#### Source text:
※ ※ ※

FIG. 1 is a schematic longitudinal sectional view showing a configuration of an electroplating apparatus for steel pipes according to an embodiment of the present invention. As shown in FIG. 1, an electroplating apparatus 1 is an apparatus configured to apply an electroplated coating to a female thread 20b of a steel pipe 20.

The female thread 20b is formed on the inner periphery of one of the pipe end portions 20a of the steel pipe 20. FIG. 1 shows an embodiment in which the steel pipe 20 is positioned generally horizontally. Alternatively, the steel pipe 20 may be positioned in an inclined manner such that the end region at the electroplating apparatus 1 side is slightly lower than the opposite end region. Positioning the steel pipe 20 in an inclined manner as described above has advantages in respect of preventing leakage of the plating solution from the interior of the steel pipe 20 to the region opposite to the electroplating apparatus 1 and reducing the retention of the plating solution in the pipe end portion 20a when the plating solution is discharged. In the following description, by way of example, the steel pipe 20 is a seamless oil country tubular good having a long length configured to be connected with an integral-type threaded joint.

※ ※ ※

[Location identification entries]
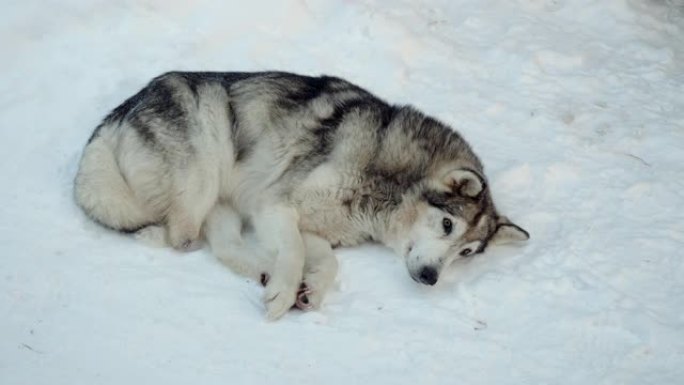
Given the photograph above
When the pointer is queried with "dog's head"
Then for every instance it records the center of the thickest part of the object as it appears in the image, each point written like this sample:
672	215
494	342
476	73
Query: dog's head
454	217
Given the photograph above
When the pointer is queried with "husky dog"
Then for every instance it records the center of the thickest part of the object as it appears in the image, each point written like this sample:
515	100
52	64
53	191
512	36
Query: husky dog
310	163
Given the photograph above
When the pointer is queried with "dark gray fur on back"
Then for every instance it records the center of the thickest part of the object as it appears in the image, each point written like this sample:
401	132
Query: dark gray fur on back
400	145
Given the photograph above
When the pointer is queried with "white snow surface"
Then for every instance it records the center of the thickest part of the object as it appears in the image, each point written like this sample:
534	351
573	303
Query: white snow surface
575	107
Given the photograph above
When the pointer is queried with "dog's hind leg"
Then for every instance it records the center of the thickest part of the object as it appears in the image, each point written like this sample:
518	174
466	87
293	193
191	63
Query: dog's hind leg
320	269
195	193
222	231
277	229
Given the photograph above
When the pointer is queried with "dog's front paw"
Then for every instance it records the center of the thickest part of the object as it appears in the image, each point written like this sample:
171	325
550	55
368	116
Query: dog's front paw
279	297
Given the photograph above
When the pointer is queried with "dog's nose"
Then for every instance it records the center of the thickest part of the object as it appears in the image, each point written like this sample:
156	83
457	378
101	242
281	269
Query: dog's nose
428	275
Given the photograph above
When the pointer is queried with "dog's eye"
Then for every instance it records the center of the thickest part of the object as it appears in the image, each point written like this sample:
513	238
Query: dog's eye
448	226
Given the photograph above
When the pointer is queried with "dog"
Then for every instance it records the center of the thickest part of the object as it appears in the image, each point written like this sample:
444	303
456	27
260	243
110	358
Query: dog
306	163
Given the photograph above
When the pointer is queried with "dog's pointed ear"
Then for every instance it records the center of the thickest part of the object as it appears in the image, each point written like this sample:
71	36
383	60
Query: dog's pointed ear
508	232
463	181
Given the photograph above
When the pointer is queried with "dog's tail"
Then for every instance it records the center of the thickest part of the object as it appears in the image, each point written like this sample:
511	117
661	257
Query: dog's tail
102	191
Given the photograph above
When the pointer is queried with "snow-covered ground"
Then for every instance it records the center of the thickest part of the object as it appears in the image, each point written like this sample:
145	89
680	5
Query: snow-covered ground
575	106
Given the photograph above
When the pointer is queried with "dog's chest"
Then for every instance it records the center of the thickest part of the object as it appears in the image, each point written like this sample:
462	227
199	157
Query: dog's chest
326	204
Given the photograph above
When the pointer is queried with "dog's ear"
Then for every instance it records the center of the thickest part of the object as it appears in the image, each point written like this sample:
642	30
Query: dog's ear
508	232
463	181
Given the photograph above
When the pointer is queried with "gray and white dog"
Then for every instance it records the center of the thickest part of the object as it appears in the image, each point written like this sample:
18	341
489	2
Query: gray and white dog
309	162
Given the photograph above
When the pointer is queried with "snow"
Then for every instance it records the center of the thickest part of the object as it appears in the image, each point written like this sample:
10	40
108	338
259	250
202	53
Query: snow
575	107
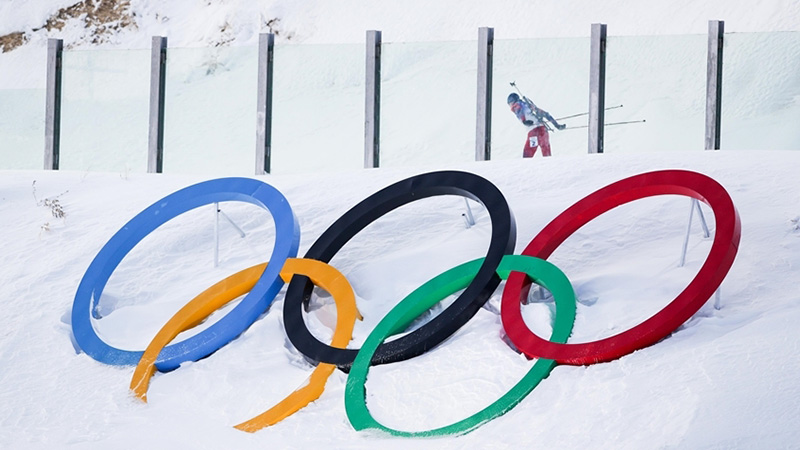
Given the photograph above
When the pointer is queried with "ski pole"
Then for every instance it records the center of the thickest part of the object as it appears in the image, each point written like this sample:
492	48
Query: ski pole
583	114
609	124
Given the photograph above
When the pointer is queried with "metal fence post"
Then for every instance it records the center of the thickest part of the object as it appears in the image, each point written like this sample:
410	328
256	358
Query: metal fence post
373	101
716	32
597	87
483	134
52	126
158	75
266	46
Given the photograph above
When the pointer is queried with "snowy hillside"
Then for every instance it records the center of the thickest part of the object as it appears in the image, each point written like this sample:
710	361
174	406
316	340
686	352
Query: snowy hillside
727	378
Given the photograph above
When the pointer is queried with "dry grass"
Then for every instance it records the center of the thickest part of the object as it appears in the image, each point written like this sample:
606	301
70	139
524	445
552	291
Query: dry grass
103	17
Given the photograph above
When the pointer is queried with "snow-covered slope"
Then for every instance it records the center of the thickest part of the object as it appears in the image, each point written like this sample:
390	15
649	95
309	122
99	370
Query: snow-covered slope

※ ※ ※

#### Required work:
A. In the electroplating passage, where on the steel pipe is the female thread formed?
B. Count the lines in the listing that contain the string "surface", treating case as significant, and give only the number.
The electroplating passage and the listing were taken from separate, unrelated sources.

#### Task-by-task solutions:
A. On the inner periphery of one of the pipe end portions of the steel pipe.

B. 2